▸ **Set task**
Transcribe the material word for word, but without the images.

Entries from a dataset:
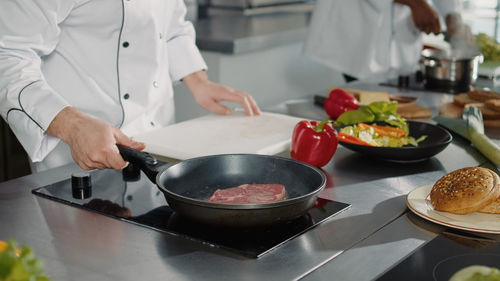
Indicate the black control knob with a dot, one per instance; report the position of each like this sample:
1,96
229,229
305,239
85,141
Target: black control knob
81,185
131,173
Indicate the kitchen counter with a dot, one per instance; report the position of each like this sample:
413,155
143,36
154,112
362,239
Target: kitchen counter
80,245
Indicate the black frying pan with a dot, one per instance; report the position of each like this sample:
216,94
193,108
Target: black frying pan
188,184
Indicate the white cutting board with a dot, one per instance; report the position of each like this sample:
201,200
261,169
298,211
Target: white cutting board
269,134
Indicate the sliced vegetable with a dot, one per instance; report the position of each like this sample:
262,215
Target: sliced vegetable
388,131
375,111
352,139
377,135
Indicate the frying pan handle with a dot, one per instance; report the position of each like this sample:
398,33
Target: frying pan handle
147,163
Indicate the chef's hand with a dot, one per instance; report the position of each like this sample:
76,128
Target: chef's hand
425,18
458,29
92,141
209,94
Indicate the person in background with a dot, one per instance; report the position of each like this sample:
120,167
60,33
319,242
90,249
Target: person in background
378,39
78,77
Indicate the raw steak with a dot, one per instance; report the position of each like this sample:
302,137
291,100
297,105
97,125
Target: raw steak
250,193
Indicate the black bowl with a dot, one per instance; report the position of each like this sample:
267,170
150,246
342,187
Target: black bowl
437,140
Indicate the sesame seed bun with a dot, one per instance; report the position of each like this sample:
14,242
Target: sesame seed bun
465,190
493,207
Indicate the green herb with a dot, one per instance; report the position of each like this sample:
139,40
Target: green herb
375,111
22,267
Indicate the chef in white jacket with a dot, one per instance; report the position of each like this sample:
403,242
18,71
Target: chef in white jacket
91,72
378,39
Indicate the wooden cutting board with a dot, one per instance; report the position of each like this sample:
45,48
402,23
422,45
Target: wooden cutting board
268,134
452,110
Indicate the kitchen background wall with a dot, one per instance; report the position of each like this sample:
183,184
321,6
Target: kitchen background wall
271,75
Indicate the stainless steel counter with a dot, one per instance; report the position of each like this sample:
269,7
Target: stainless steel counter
79,245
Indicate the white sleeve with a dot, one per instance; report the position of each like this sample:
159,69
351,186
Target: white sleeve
446,7
29,30
184,57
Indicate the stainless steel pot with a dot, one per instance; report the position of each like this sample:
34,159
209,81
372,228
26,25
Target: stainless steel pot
450,69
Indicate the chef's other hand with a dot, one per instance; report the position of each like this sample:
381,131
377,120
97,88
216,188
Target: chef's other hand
425,18
209,94
92,141
456,28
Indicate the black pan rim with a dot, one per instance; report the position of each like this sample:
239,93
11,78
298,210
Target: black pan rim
230,206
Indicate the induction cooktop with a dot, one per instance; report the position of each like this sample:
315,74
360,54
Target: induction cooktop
444,255
130,196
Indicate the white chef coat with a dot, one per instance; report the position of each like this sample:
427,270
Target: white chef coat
368,39
114,60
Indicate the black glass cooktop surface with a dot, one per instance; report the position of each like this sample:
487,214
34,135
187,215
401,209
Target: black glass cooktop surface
444,255
137,200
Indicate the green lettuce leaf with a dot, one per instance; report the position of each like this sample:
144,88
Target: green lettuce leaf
22,267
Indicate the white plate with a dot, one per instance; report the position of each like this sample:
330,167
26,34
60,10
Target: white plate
419,203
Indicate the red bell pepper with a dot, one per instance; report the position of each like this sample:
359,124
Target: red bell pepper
338,102
314,142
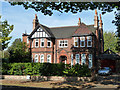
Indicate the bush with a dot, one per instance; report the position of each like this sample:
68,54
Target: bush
44,69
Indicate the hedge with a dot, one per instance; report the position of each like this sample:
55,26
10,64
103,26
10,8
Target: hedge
44,69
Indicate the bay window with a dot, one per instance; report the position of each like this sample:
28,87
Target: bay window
75,41
77,58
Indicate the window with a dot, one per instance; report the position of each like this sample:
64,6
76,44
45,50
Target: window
89,41
36,43
42,42
83,59
75,41
90,60
49,58
82,41
42,58
77,58
63,43
48,43
36,58
71,59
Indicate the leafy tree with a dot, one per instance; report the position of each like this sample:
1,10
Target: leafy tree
117,23
19,52
6,29
110,41
48,7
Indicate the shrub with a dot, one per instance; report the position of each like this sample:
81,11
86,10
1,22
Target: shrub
44,69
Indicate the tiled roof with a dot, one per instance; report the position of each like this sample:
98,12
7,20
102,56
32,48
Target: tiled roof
67,31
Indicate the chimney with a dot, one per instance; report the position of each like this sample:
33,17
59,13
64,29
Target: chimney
79,22
95,20
35,21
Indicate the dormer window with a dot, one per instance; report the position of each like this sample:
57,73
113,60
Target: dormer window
82,41
48,43
75,41
36,43
89,41
42,42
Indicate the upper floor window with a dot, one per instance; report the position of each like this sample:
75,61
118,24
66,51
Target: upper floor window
42,42
82,41
36,58
49,58
77,57
42,58
36,43
89,41
90,60
63,43
83,59
75,41
48,43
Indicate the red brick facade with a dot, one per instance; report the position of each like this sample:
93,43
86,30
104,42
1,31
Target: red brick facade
63,54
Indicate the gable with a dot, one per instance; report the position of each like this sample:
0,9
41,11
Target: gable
39,33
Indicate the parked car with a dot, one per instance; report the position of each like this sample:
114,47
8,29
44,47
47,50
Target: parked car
104,71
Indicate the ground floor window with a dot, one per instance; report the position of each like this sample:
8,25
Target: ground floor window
83,59
36,58
90,60
77,58
49,58
42,58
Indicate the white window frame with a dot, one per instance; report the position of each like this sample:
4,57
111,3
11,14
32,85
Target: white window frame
42,40
77,58
83,59
89,40
36,58
82,41
75,41
47,43
36,40
49,59
63,43
42,61
90,59
71,59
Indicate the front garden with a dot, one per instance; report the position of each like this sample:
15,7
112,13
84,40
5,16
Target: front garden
45,69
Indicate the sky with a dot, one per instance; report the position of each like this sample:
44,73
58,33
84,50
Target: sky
22,19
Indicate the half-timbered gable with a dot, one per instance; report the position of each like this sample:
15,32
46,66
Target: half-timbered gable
78,44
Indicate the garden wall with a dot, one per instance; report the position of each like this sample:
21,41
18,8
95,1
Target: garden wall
46,78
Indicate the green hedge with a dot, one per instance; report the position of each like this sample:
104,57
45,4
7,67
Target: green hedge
44,69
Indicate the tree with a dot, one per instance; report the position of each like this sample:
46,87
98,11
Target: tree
110,41
48,7
117,23
6,29
19,52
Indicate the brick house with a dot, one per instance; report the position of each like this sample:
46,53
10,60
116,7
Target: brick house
69,44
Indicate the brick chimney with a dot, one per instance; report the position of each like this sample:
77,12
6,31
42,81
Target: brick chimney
35,21
96,20
79,22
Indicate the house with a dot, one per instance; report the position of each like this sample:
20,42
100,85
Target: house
78,44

▸ **Output for this task**
Indicate the black control knob with a dot, one per instance; report the position of each like this sample:
1,96
229,229
305,239
85,141
Target: black control knob
81,185
131,173
Indicate the kitchen counter with a dot, one per instance; report the position of each like this sample:
413,155
143,36
154,112
362,239
Target: kitchen counter
80,245
Indicate the black frying pan with a dot, one per instance; report the position of each like this sample:
216,94
193,108
Target: black frying pan
188,184
Indicate the white cutting board with a dot, one per instance; report the position of each like this sample:
201,200
261,169
298,211
Target: white cutting board
269,134
Indicate the sliced vegetable with a dot, one per instance; report the position of each like this sample:
262,215
Target: sliced vegetable
388,131
375,111
352,139
377,135
Indicate the frying pan handle with a dot, one per instance; report the position of each like this sample:
398,33
Target: frying pan handle
147,163
Indicate the chef's hand with a dot, one per instance; report the position of each like this sample:
76,128
Target: chef's hand
425,18
458,29
92,141
209,94
Indicate the person in background with a dot, one per instance; report the position of each like this sample:
120,167
60,33
319,242
90,249
Target: person in background
378,39
78,77
Indicate the raw steak with a dot, one per instance; report the position of each like this sample:
302,137
291,100
297,105
97,125
Target: raw steak
250,193
Indicate the black bowl with a dot, one per instance; report the position of each like this sample:
267,170
150,246
342,187
Target: black bowl
437,140
Indicate the sesame seed bun with a dot, one per instance; report the position of each like this sample:
14,242
Target: sesame seed bun
465,190
493,207
Indicate the green herb with a dot, one per instance; report the position of each like this sample:
139,40
Target: green herb
375,111
22,267
Indicate the chef in white jacket with a dot, one per instance; report the position of each like this sample:
403,242
18,71
Target: chef in white jacket
91,72
378,39
Indicate the wooden cutting board with a dot, one per instance; report the position of each like this sample:
45,48
402,23
422,45
Target: wooden cutting board
268,134
452,110
Indicate the kitchen background wall with a dot, one per instance; report the position of each like this sample:
183,184
321,6
Target: kitchen background wall
271,75
Indicate the stainless steel counter with a dot, one per instance; report the position of each like this sample:
269,7
Target: stainless steel counter
79,245
Indicate the white sleeve with a dot, one per instance; report the position of each like this sample:
159,69
351,186
Target: white sleeve
446,7
29,30
184,57
Indicate the stainless steel pot with a dot, one per instance; report the position of each like this sample:
34,159
209,81
372,228
26,25
Target: stainless steel pot
450,69
Indicate the chef's other hand with a dot, one per instance; report the position of each like this sample:
381,131
377,120
97,88
216,188
Target: chef's other hand
425,18
209,94
92,141
456,28
Indicate the black pan rim with a dot, one per instance; report the position of each like this sample:
239,93
11,78
298,210
Target: black pan rim
230,206
Indicate the induction cooktop with a dot, one per instance; report the position of each like this sample:
315,74
360,54
Target: induction cooktop
444,255
130,196
Indicate the white chef coat with a dot, one per instance; report the position of each like this sample:
427,270
Target: white chef coat
368,39
114,60
Indicate the black glass cooktop surface with a dot, one per instance; report the position of each like this sample:
487,214
34,135
187,215
401,209
Target: black glass cooktop surface
444,255
137,200
Indicate the green lettuce leaf with a dot, one per instance; report the position of each like this sample:
144,88
Target: green lettuce leaf
22,267
Indicate the white plate with a dot, one per instance; report the position of each like this sample:
330,167
26,34
60,10
Target: white plate
419,203
Indicate the red bell pepper with a dot, one per instance; report the position of each like this sample:
359,124
Target: red bell pepper
338,102
314,142
Indicate the bush with a dot, one per instance; report the position of each like this sample:
68,54
Target: bush
44,69
Indicate the hedge with a dot, one per instance; report the position of each like this sample:
55,26
10,64
103,26
10,8
Target: hedge
44,69
Indicate the bay window with a dot, one per instance; report the position of each like this sample:
28,87
Target: bay window
75,41
77,58
Indicate the window with a dot, one per instance; report the position of each like this sample:
64,6
76,44
45,50
Target: window
89,41
36,43
42,42
83,59
75,41
90,60
49,58
82,41
42,58
77,58
63,43
48,43
36,58
71,59
Indicate the leafy tree with a dot, one per instance; report the position of each like this sample:
1,10
Target: leafy tree
117,23
19,52
6,29
110,41
48,7
Indicate the shrub with a dot, one per instance; report the position of each like this sample:
81,11
86,10
1,22
Target: shrub
44,69
Indicate the tiled roof with a dot, one per instance; report the position of each like this sample:
98,12
7,20
102,56
32,48
Target: tiled roof
67,31
Indicate the chimney with a dot, one per instance; report the position of each like this sample:
33,17
59,13
64,29
Target: chimney
79,22
95,20
35,21
Indicate the dormer window with a dot, one per instance; report the position of each like this sample:
57,73
113,60
Target: dormer window
82,41
48,43
75,41
36,43
89,41
42,42
Indicate the upper floor window with a dot, one per instance; report the position of each like this sample:
75,61
118,24
66,51
Target: upper floor window
42,42
82,41
36,58
49,58
77,57
42,58
36,43
89,41
90,60
63,43
83,59
75,41
48,43
Indicate the red brick facade with a dot, one per instance; report the position of each like this sample:
93,43
86,30
104,42
1,31
Target: red brick facade
63,54
Indicate the gable with a dot, one per instance; report the position of each like this sample:
0,9
41,11
Target: gable
39,33
Indicate the parked car with a dot, one per instance; report the position of each like this sample:
114,47
8,29
44,47
47,50
Target: parked car
104,71
Indicate the ground floor window with a dot, one per instance; report the position of each like this sample:
8,25
Target: ground floor window
83,59
36,58
90,60
77,58
49,58
42,58
Indicate the white window frame with a dot, one per instance; report the position of each like this sample:
4,57
111,3
11,14
32,85
Target: white window frame
42,40
77,58
83,59
89,40
36,58
82,41
75,41
47,43
36,40
49,59
63,43
42,61
90,59
71,59
Indicate the front garden with a dot, one per instance; report the position of each like this sample:
15,7
112,13
84,40
5,16
Target: front garden
45,69
Indicate the sky with a dot, one per instance; report the position of each like this sample:
44,73
58,33
84,50
Target: sky
22,19
Indicate the half-timbered gable with a dot, one per instance; report the position of each like this sample:
15,32
46,66
Target: half-timbered gable
78,44
Indicate the garden wall with a dot, one per instance; report the position of each like this sample:
21,41
18,8
95,1
Target: garden wall
46,78
Indicate the green hedge with a dot, one per instance; report the position of each like this sample:
104,57
45,4
7,67
Target: green hedge
44,69
Indicate the tree with a dot, one per instance; report the position of each like this sample:
46,87
98,11
Target: tree
110,41
48,7
117,23
6,29
19,52
Indicate the brick house with a dot, one per instance; report the position of each like this sample:
46,53
10,60
116,7
Target: brick house
69,44
Indicate the brick chimney with a dot, one per instance; report the position of each like this sample:
77,12
6,31
42,81
Target: brick chimney
35,21
96,20
79,22
Indicate the house with a dot, one per instance; report the position of each like this sample:
20,42
100,85
Target: house
78,44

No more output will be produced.